**Assigned task**
The required answer is the count of lines in the records that contain "frame", with no other text.

**Source material**
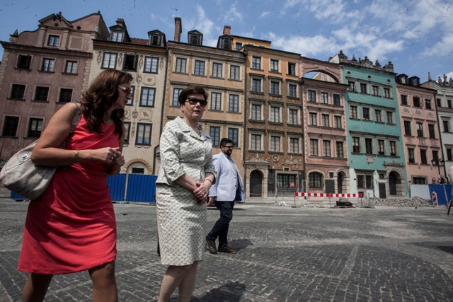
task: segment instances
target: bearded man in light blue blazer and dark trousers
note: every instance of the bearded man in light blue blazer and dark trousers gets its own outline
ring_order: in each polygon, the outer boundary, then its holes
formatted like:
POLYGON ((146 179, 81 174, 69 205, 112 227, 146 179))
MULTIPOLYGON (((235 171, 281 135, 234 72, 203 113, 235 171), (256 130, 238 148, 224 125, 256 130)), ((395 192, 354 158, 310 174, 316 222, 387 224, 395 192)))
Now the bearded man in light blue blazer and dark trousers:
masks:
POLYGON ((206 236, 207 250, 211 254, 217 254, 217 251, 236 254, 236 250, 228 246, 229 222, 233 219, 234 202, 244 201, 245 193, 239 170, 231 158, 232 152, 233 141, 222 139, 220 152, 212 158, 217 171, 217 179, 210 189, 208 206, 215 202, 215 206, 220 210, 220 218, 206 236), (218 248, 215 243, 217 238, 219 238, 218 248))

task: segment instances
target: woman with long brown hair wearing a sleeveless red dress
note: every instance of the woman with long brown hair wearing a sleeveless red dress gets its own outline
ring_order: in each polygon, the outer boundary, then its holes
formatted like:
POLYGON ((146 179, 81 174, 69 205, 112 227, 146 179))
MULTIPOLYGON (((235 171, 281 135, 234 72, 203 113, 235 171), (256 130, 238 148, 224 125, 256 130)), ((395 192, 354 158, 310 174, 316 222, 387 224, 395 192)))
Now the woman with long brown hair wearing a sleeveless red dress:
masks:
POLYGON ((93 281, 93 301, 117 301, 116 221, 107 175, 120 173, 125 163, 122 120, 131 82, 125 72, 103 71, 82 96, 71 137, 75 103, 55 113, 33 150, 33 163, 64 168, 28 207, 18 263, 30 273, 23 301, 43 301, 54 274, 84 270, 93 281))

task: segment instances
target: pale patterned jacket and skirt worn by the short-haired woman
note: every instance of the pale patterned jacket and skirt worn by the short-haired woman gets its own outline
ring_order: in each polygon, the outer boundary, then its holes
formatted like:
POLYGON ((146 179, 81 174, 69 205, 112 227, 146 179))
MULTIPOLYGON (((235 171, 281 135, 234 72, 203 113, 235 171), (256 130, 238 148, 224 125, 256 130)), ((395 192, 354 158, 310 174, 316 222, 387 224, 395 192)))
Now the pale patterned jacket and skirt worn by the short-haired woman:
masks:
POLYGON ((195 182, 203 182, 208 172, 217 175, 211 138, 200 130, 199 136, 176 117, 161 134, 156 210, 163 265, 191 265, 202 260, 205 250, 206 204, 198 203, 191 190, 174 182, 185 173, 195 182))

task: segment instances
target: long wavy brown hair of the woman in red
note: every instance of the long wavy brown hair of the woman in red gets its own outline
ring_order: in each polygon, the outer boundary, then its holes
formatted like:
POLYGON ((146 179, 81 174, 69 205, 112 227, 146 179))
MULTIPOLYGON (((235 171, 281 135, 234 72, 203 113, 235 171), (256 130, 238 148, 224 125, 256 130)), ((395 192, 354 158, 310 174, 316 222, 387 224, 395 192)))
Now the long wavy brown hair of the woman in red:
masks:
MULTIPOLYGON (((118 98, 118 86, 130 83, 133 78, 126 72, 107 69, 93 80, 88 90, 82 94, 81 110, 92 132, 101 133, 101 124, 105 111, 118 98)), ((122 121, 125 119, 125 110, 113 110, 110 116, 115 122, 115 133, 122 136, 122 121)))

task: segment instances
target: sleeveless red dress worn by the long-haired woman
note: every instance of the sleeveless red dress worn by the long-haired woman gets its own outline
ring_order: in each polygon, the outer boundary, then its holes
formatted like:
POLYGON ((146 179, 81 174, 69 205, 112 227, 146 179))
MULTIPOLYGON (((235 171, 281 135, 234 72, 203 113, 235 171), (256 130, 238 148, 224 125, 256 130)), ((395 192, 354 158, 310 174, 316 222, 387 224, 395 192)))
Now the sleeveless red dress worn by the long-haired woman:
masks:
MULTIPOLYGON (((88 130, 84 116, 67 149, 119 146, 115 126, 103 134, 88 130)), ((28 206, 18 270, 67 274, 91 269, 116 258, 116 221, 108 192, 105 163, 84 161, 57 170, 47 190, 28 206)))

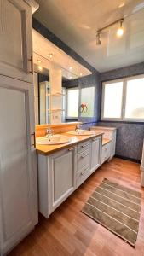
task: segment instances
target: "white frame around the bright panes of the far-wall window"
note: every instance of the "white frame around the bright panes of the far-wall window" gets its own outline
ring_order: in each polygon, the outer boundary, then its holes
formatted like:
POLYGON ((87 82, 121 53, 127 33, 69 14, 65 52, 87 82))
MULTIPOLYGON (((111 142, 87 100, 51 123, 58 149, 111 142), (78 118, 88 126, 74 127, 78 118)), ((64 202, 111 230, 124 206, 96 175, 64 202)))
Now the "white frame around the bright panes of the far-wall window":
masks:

**Written solution**
3